* TASK DIRECTIONS
Find every line in the data below that contains the word "wall", and copy each of those lines in full.
--- Start EXCERPTED DATA ---
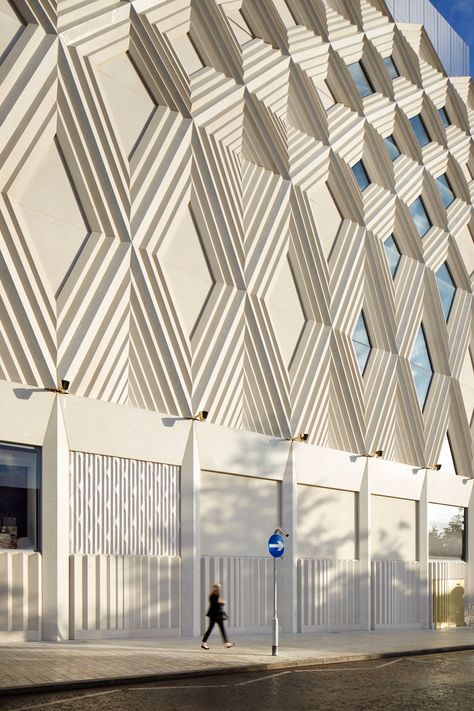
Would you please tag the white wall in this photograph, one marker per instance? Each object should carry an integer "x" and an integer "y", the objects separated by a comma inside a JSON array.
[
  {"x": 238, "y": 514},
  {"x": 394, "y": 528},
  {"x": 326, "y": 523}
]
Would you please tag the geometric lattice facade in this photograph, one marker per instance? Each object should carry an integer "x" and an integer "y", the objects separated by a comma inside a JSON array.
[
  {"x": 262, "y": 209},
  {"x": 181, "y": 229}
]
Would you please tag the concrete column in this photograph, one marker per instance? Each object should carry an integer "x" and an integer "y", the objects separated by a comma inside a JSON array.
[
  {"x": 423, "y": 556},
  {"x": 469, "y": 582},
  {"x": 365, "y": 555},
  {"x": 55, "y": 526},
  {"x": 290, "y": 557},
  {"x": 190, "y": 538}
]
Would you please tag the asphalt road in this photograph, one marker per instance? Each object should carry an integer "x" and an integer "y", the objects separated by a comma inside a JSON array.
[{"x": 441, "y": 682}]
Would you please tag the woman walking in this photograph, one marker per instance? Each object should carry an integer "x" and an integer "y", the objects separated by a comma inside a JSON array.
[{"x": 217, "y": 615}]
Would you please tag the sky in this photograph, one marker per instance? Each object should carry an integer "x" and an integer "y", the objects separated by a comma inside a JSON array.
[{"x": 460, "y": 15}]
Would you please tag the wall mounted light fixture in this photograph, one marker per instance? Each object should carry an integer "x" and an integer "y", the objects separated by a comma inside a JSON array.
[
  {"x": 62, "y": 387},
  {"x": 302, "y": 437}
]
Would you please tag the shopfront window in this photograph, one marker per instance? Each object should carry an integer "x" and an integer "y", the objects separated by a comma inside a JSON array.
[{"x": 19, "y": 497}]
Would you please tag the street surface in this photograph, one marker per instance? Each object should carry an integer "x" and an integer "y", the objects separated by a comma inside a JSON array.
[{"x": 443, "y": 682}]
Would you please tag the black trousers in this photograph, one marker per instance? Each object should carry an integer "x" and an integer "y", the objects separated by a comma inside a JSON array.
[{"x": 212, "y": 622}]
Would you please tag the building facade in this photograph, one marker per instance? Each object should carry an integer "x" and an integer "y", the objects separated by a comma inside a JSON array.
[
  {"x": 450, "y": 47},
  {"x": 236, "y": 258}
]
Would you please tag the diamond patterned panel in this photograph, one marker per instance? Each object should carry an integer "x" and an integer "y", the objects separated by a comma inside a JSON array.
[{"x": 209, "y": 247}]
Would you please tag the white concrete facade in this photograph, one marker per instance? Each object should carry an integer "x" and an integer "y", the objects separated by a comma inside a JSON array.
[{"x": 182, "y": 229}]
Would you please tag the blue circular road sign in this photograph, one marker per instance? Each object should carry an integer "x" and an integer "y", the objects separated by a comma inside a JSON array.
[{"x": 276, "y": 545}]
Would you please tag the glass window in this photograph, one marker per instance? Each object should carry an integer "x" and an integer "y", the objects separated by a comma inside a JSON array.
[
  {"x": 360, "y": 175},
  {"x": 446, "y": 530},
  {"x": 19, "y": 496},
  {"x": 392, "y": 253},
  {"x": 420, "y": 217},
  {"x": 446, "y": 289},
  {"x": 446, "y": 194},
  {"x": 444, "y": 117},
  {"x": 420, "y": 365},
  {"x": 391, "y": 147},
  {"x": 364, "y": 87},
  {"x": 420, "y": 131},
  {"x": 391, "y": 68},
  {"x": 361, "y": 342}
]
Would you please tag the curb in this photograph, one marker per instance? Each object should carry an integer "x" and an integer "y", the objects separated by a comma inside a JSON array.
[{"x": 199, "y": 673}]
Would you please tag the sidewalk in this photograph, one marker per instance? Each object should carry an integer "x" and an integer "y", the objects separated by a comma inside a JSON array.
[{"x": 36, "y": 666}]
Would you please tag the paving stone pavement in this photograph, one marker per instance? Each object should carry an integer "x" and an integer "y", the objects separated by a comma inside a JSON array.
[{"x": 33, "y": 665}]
--- End EXCERPTED DATA ---
--- Start EXCERPTED DATA ---
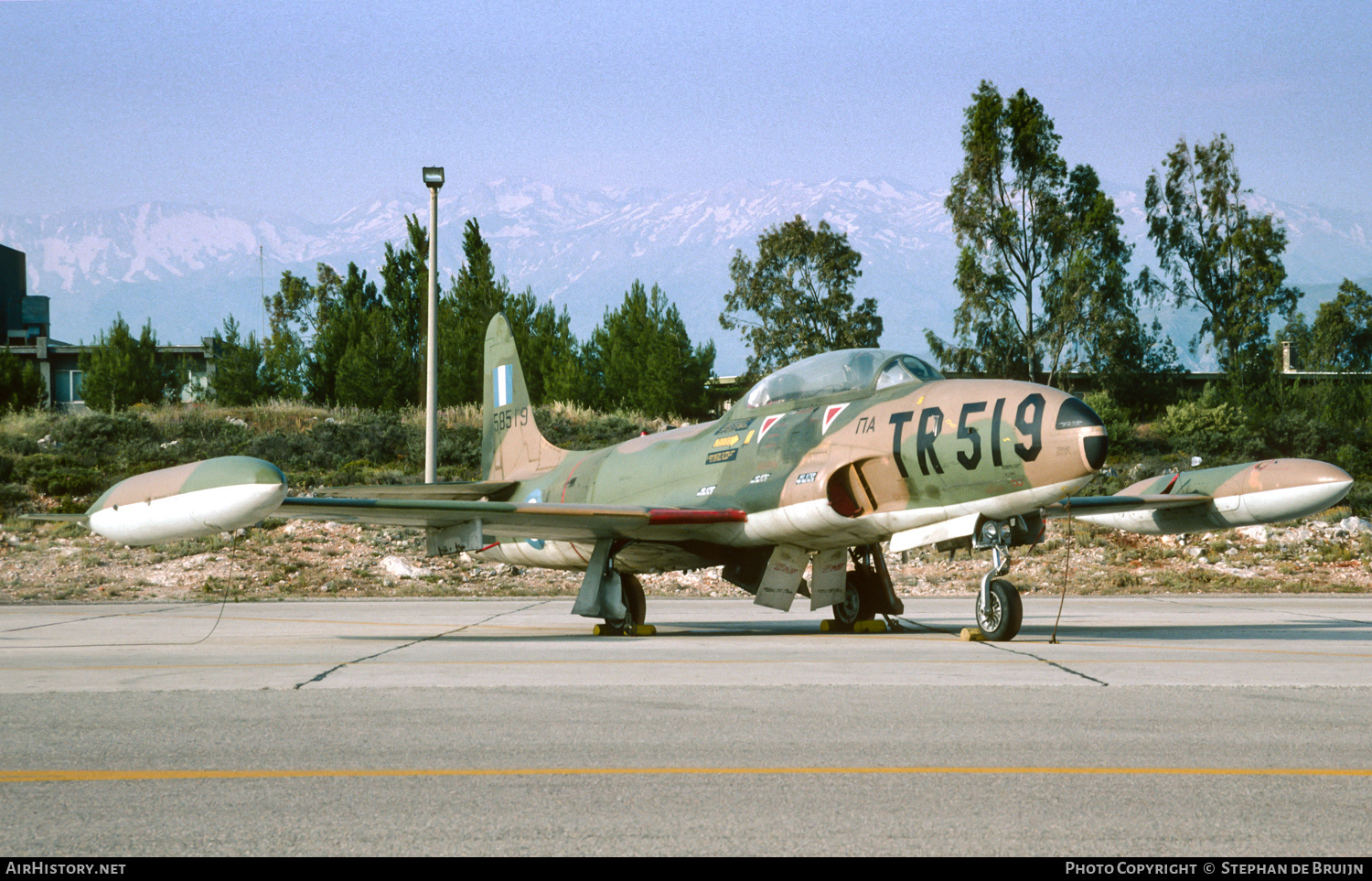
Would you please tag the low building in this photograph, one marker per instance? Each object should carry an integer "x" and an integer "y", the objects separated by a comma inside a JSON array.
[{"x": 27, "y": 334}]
--- End EXCERPTED DATA ---
* WORKED SOLUTION
Would you please tag the white wall in this photograph, one marker per instance? Each object should carry an integer "x" and an integer "y", the objects separated by a comma inside a JSON array.
Would you please tag the wall mounted light fixture in this photograph, one marker per instance? Each object should carry an integer "x" and an integer "y", the objects separated by a comma inside a JSON array.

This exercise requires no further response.